Exercise
Rewrite the data from the line with "of the billboard" up to and including the line with "[(133, 57)]", putting "clear sky" wherever "blue sky" appears and leaving everything else the same.

══ Data provided ══

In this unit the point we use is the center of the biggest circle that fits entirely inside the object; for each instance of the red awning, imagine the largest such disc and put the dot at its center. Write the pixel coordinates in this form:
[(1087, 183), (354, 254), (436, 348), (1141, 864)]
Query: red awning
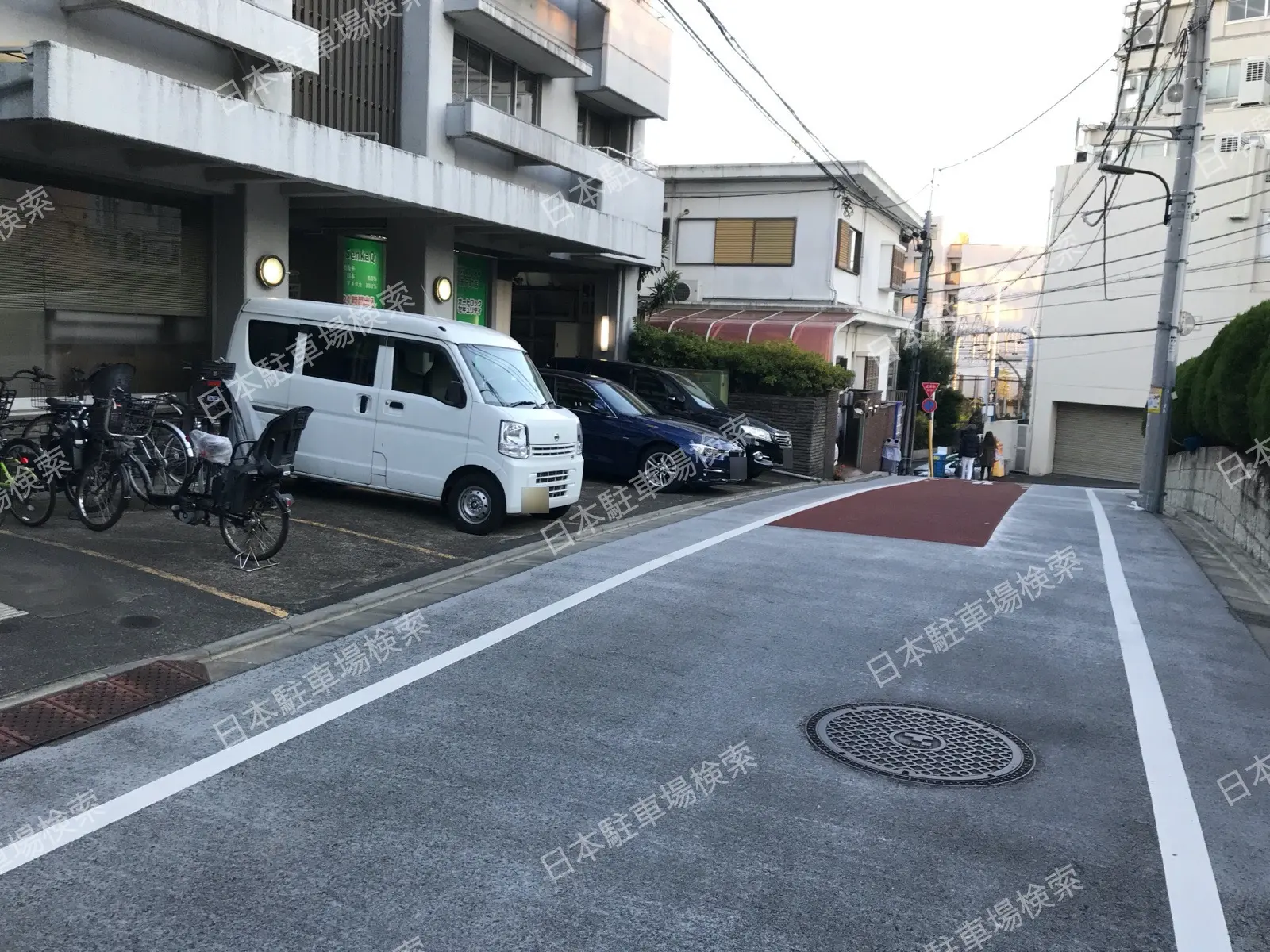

═══
══ Data provided ══

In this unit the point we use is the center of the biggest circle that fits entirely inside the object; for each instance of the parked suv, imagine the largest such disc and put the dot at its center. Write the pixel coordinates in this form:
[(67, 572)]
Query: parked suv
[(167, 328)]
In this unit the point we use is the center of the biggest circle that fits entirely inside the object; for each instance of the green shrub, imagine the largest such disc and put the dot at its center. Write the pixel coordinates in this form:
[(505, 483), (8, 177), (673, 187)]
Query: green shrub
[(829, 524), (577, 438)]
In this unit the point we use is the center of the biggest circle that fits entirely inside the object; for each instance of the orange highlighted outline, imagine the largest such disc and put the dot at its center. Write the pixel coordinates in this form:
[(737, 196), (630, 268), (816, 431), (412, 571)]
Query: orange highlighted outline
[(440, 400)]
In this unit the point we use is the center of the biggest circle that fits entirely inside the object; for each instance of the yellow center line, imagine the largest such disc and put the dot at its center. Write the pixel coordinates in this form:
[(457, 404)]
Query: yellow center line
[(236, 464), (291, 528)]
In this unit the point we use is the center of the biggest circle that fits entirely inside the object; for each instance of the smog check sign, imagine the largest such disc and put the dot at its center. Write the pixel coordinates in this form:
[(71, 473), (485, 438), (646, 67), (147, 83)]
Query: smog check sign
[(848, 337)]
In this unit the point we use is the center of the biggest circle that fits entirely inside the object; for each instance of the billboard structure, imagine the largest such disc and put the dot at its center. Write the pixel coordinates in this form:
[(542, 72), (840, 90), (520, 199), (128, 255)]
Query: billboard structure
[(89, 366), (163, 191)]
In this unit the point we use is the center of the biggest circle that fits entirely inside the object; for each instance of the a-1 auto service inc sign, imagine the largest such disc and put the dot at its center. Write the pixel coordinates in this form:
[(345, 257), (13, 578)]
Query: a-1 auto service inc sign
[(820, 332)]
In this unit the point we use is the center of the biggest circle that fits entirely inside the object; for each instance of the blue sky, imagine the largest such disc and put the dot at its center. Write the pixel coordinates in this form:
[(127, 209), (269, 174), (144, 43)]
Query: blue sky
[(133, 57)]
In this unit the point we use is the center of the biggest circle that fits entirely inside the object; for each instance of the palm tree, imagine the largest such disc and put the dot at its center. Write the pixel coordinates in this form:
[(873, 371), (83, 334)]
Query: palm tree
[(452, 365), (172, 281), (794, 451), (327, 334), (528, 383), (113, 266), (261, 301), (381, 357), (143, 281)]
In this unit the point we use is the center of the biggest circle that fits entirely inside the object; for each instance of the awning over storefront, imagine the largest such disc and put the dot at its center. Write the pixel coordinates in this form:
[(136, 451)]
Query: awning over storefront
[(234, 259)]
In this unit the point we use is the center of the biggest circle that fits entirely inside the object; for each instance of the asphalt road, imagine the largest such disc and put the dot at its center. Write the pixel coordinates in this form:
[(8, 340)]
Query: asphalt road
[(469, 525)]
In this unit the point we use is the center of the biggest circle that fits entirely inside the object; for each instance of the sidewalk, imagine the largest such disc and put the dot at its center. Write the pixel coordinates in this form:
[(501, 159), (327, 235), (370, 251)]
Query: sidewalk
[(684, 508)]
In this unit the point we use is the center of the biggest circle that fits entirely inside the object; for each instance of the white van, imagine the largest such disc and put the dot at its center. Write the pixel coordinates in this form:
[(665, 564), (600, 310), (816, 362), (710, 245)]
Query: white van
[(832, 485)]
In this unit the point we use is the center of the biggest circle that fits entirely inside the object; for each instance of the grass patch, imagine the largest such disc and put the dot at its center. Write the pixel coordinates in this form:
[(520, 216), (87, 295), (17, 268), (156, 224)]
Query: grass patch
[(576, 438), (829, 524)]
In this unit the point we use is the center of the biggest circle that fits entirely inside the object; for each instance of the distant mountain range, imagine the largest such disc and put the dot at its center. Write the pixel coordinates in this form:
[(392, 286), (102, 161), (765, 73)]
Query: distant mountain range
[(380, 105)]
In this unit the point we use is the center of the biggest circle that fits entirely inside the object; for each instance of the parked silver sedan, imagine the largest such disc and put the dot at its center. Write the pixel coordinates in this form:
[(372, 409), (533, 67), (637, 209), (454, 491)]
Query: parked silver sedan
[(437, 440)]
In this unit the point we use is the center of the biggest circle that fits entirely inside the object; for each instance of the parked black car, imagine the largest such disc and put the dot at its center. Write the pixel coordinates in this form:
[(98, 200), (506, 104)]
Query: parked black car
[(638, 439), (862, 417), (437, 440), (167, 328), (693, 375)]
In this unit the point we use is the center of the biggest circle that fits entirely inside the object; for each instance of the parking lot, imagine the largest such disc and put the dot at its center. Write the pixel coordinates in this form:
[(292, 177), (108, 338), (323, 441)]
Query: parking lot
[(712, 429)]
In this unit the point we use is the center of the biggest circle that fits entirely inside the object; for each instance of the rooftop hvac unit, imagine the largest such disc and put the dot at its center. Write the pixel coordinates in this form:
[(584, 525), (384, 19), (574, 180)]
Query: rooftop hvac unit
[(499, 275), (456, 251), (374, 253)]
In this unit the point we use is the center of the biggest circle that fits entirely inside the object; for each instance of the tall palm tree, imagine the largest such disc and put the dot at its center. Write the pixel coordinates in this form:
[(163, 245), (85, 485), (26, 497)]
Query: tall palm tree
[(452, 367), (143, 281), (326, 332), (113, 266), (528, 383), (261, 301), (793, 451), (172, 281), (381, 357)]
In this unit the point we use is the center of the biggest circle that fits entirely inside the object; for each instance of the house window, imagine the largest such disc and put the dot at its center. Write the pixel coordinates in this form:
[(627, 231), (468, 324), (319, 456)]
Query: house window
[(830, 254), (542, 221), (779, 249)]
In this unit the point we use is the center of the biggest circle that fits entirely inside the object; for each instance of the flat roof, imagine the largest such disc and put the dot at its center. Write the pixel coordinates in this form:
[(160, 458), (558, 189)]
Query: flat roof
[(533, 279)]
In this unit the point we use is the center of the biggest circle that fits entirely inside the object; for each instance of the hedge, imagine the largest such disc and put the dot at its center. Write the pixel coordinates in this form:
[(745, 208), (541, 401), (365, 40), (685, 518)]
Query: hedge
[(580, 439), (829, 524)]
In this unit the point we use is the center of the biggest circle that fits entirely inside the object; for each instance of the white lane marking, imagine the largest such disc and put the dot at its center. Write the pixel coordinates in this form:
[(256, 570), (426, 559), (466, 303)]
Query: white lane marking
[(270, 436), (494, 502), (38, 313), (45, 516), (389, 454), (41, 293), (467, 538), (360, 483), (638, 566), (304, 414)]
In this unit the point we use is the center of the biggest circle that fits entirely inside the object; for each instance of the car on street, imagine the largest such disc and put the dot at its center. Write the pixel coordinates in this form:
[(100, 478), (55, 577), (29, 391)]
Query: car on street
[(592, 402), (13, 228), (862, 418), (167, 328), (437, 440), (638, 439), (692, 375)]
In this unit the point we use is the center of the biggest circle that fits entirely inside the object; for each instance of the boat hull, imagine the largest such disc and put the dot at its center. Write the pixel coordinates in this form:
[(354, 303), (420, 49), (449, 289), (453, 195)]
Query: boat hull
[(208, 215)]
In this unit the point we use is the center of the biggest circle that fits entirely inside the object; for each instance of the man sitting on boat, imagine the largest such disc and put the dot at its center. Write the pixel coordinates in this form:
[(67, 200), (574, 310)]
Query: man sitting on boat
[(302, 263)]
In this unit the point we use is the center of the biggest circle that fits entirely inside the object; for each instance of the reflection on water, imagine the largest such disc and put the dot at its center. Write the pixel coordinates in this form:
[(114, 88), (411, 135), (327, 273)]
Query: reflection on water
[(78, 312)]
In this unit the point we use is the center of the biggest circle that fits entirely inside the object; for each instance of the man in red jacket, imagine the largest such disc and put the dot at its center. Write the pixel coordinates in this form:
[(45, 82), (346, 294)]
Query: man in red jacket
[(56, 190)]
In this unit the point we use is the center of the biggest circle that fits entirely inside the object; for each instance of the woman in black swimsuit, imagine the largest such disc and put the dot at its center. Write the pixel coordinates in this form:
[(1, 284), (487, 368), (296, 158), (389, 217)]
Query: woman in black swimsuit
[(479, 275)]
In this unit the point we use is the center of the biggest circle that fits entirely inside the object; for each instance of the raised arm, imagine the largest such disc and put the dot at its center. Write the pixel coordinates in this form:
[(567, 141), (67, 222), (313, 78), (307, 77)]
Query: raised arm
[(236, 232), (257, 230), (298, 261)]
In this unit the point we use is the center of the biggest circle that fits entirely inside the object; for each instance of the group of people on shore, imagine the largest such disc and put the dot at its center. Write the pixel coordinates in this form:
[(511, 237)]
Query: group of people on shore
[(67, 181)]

═══

Result of the task
In this unit the point we use is the center of the biggest circle that fits entirely inside the object; for each instance of the billboard structure, imagine the largest such disc and put the dot at its center. Write the pixel coordinates in this form:
[(542, 72), (840, 90), (520, 199), (128, 255)]
Query: billboard structure
[(89, 366), (163, 191)]
In this unit the point we use is the center of the biggest circle that fits entirely inside the object; for each instance of the a-1 auto service inc sign, imagine the largest such disc and put the dot at its center. Write the pixel coordinates in this form:
[(345, 257), (13, 578)]
Query: a-1 auto service inc sign
[(820, 332)]
In this unit the point we use is the center of the biggest circle that fits entirely inside the object; for each instance of the clear sky, imagine the largest such disc and put the dot at its center. Write the pixel coordinates in this form:
[(127, 209), (269, 174), (144, 43)]
Query: clear sky
[(133, 57)]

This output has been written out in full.